> **Material for the task**:
Segment Open

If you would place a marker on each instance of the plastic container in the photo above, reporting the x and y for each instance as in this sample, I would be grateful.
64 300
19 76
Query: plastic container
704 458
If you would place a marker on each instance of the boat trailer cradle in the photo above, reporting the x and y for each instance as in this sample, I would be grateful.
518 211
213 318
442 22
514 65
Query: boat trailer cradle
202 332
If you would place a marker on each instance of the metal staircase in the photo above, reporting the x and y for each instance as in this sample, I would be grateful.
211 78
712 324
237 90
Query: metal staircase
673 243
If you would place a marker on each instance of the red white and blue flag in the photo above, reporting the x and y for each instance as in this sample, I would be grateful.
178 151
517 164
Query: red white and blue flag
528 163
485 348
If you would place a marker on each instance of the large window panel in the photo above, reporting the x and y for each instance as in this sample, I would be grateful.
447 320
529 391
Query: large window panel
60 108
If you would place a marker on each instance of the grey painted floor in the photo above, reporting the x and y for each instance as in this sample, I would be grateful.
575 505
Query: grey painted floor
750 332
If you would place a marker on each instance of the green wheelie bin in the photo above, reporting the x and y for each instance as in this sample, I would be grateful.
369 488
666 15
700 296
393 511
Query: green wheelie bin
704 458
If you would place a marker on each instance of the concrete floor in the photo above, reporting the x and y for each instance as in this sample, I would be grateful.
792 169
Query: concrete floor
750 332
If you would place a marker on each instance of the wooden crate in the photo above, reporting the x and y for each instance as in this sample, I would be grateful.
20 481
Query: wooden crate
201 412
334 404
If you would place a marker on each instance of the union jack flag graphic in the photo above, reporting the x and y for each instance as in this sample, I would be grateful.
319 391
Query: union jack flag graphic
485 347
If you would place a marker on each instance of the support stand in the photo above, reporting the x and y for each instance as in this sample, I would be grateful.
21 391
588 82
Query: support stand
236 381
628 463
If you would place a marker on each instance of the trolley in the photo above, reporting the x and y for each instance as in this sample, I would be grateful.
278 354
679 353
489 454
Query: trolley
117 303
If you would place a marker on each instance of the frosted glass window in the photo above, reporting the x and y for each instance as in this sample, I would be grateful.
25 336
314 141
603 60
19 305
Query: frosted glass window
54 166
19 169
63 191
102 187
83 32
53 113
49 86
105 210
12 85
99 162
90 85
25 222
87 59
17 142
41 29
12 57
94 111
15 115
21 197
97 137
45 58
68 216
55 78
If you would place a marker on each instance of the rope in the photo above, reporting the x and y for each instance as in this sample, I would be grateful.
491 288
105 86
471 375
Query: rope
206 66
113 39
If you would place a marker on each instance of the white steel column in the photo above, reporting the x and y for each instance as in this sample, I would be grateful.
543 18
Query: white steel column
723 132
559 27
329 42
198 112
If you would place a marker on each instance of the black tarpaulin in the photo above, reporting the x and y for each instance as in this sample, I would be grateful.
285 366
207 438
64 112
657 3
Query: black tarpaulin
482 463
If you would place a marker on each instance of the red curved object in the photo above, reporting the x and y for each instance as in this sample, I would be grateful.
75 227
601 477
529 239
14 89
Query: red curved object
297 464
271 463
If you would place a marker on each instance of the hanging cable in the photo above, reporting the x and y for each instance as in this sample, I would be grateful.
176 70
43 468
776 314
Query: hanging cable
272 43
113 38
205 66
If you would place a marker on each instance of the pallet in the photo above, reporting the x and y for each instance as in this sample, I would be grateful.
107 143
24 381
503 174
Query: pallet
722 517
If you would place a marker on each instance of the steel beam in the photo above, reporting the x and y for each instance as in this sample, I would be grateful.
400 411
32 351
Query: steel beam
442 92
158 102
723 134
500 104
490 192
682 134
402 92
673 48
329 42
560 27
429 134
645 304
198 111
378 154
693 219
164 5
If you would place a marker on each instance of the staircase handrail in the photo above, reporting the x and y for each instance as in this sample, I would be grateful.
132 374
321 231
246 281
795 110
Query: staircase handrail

Segment Closed

> **Aim of the task**: Scan the material for lines with the word "handrail", and copy each line you find.

> **Solution to this task**:
If you would place a marker on each instance of the staircase handrail in the photo above, reporting the x and y for each instance as in this sample, I would be grateful.
Query: staircase handrail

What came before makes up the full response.